* [Set problem]: Please list every item that the text on the ABI and the stack gives as something an ABI usually defines.
[Page text start]
For the ABI, which stands for Application Binary Interface, it is the contract at binary level. Usually, it defines (among other things):

memory layout
calling convention
name mangling
RTTI/type information conventions
exception handling and unwinding
dynamic linking conventions (symbol visibility and relocation model)

For C++, templates can be a source of ABI issues because their definitions live in headers and are instantiated in each translation unit. ABI mismatches typically come from incompatible headers or ABI settings across components (for example, mixing different standard library ABIs/versions, or toggles that change the representation of standard types). This is usually not about optimization level changing “which template gets instantiated”, but about whether all components were built against the same ABI expectations.

Inlining can also be a problem. If you change an inline (or template) function in a header, any code that used it must be recompiled, otherwise old call sites may still contain the old inlined machine code. Also, if a translation unit expects a non-inline out-of-line definition but the definition is missing (or not linked), you can get an undefined symbol at link time.

Why we need stack?

It is a cheap and simple way to allocate per-call storage and save state. Recall the Von Neumann architecture, which includes Control Unit, Arithmetic/Logic Unit, Memory Unit, Input and Output. The processor (CU/ALU) uses registers for fast computation, and RAM to store and retrieve data.

When you call a function, the stack provides a stack frame: locals, saved registers, and bookkeeping (such as the return address). The compiler can access frame data efficiently using a base register (frame pointer or stack pointer) plus a fixed offset.
[Page text end]
[Information supplied start]
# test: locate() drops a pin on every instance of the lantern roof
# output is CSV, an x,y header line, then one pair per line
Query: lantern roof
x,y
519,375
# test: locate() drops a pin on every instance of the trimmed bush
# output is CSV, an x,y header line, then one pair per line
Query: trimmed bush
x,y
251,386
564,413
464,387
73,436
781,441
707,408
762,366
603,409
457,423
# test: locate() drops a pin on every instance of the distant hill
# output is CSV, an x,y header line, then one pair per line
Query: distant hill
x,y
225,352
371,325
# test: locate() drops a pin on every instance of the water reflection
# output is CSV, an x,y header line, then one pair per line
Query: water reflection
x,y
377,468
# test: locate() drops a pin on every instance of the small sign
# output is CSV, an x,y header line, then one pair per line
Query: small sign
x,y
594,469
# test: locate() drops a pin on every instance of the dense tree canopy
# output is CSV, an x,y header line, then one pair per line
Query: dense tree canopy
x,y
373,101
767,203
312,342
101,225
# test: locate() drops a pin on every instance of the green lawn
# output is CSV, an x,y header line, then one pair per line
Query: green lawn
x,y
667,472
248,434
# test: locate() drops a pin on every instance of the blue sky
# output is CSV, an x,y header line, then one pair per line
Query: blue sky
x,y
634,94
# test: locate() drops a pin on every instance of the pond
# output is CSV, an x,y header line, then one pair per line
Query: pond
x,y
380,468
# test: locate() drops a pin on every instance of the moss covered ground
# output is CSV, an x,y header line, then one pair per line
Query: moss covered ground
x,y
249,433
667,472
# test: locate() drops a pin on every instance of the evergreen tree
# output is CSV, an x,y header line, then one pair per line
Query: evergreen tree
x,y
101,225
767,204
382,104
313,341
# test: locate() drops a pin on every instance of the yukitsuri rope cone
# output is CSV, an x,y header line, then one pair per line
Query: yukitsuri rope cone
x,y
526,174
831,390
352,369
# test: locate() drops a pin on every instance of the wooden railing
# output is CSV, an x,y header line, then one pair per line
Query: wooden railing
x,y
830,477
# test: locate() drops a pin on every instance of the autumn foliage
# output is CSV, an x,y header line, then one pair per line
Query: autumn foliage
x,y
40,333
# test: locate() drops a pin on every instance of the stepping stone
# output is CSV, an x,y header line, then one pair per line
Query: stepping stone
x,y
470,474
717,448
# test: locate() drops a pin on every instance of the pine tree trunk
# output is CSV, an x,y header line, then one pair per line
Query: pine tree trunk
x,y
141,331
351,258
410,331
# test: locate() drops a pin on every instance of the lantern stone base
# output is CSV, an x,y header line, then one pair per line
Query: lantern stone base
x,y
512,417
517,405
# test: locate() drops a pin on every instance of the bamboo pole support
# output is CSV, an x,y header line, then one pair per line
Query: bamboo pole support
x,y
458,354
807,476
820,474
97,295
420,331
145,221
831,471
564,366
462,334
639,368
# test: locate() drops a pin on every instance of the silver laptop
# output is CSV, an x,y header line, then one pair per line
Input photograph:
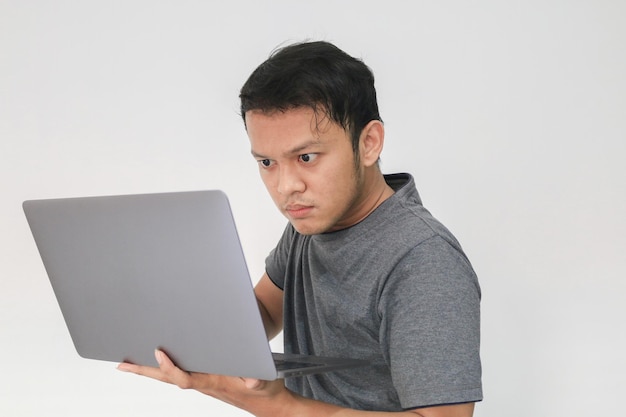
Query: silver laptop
x,y
137,272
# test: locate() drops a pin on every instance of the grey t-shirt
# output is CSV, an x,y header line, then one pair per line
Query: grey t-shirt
x,y
395,289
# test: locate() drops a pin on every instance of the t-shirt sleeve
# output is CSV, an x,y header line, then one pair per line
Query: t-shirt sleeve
x,y
276,261
430,328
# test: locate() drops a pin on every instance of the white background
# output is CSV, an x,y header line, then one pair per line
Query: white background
x,y
511,116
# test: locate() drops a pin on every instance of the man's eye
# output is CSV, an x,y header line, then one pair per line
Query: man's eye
x,y
308,157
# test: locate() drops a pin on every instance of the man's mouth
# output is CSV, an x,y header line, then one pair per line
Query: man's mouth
x,y
298,211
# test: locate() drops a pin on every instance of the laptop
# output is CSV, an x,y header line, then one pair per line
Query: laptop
x,y
132,273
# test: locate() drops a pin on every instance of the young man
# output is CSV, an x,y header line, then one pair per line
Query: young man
x,y
362,269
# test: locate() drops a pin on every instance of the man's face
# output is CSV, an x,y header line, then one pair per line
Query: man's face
x,y
307,164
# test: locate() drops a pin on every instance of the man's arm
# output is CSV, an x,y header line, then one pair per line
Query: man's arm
x,y
270,300
271,398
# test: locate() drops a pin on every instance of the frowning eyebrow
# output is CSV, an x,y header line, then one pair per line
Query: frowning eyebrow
x,y
297,150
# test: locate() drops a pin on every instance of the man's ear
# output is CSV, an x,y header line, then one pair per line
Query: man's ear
x,y
371,142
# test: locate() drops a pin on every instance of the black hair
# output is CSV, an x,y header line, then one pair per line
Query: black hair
x,y
317,75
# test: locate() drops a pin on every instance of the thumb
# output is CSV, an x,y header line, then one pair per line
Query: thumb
x,y
254,384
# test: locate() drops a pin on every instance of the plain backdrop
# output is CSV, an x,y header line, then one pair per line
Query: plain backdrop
x,y
510,115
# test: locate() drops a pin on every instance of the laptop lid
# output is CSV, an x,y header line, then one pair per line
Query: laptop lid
x,y
133,273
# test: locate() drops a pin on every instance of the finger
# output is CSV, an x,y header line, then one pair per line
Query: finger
x,y
253,384
148,371
173,373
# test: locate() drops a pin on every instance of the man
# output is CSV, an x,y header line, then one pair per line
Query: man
x,y
362,269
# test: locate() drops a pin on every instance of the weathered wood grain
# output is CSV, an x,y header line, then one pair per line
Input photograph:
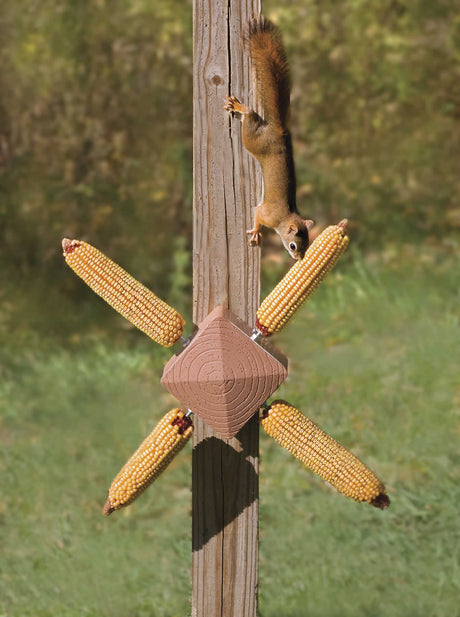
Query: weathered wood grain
x,y
226,272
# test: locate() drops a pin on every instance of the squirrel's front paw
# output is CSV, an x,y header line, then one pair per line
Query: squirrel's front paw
x,y
232,105
255,237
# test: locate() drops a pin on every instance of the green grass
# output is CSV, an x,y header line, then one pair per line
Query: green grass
x,y
375,360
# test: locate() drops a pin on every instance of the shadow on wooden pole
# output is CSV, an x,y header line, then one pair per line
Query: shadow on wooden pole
x,y
226,272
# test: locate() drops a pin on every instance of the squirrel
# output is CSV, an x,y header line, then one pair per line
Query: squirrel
x,y
269,140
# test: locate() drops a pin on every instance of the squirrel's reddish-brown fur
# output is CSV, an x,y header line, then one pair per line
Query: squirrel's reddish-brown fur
x,y
268,138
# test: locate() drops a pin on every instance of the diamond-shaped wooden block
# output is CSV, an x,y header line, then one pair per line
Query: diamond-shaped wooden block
x,y
223,375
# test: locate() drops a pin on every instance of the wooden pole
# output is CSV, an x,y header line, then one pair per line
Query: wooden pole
x,y
226,272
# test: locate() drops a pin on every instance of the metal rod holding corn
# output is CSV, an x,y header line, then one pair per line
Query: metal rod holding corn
x,y
322,454
124,293
151,458
302,279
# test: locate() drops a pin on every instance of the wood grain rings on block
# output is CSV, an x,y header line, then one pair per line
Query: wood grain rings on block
x,y
223,375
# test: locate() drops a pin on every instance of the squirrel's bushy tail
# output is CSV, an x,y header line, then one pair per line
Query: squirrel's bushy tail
x,y
263,41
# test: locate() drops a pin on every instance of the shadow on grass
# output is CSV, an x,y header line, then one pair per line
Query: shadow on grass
x,y
218,498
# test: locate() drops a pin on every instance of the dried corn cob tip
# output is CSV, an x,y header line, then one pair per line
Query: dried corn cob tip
x,y
124,293
322,454
302,279
151,458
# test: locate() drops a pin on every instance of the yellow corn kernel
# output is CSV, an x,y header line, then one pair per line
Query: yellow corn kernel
x,y
302,279
124,293
150,459
322,454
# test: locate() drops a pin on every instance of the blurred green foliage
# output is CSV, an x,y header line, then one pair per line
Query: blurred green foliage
x,y
96,125
95,131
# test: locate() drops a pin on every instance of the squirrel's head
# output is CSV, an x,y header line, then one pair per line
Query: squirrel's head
x,y
296,240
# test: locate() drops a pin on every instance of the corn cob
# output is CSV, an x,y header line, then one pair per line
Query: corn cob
x,y
322,454
151,458
135,302
302,279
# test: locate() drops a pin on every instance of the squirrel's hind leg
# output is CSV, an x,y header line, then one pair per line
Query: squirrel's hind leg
x,y
255,231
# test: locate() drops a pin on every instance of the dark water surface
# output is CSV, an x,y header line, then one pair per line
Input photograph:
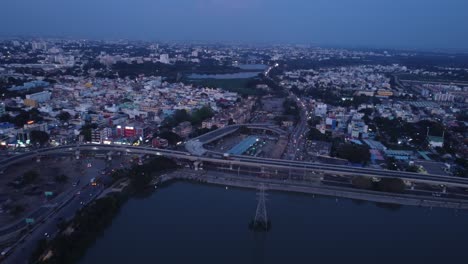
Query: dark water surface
x,y
196,223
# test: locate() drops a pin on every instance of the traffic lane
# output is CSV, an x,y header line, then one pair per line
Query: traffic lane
x,y
47,229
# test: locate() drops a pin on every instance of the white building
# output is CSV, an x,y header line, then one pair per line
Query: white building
x,y
320,109
164,58
39,97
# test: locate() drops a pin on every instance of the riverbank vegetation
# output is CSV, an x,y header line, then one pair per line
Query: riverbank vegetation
x,y
391,185
77,235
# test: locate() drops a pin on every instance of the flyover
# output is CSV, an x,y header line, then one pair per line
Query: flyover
x,y
195,145
254,162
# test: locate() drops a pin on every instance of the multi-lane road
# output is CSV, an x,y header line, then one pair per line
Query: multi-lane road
x,y
255,162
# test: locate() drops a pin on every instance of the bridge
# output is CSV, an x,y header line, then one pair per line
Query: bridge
x,y
195,145
261,164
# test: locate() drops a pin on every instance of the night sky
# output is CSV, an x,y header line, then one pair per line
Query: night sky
x,y
424,24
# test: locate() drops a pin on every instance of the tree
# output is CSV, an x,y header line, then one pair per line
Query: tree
x,y
354,153
201,114
16,210
39,137
30,176
64,116
244,130
62,178
315,134
181,116
363,182
394,185
170,136
86,131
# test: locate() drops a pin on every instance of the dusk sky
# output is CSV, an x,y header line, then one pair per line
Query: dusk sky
x,y
374,23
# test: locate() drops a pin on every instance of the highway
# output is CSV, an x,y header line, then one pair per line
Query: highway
x,y
68,204
254,162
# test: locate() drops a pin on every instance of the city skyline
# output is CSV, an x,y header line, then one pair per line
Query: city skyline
x,y
425,25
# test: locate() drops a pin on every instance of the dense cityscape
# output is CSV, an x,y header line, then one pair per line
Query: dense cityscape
x,y
233,131
214,109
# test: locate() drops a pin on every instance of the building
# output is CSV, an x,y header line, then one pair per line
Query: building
x,y
96,136
160,143
30,103
384,93
40,97
129,131
183,129
2,109
435,142
24,134
443,97
164,58
321,109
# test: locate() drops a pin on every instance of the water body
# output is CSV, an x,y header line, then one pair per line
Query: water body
x,y
259,67
238,75
195,223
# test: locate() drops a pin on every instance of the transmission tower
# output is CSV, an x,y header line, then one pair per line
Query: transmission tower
x,y
261,217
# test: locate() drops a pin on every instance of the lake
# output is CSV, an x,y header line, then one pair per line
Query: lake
x,y
196,223
238,75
[Information supplied end]
* [Answer to this exercise]:
- memory layout
- calling convention
- name mangling
- RTTI/type information conventions
- exception handling and unwinding
- dynamic linking conventions (symbol visibility and relocation model)